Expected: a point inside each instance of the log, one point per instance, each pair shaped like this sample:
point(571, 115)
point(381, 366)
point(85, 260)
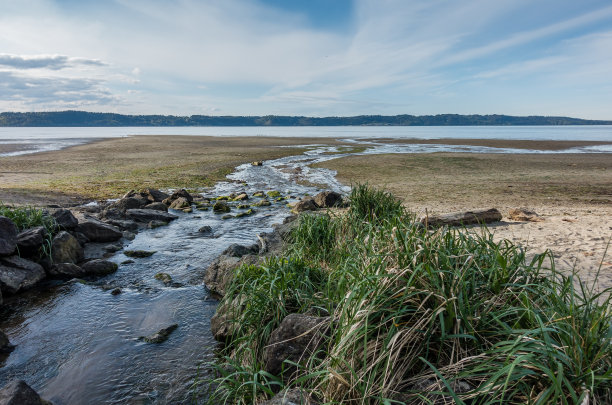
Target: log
===============
— Activity —
Give the entries above again exactly, minus their pictures.

— Solution for this problem —
Expected: a point inside each instance of the log, one point per instance, each pair shaped like this sample:
point(571, 115)
point(381, 366)
point(85, 260)
Target: log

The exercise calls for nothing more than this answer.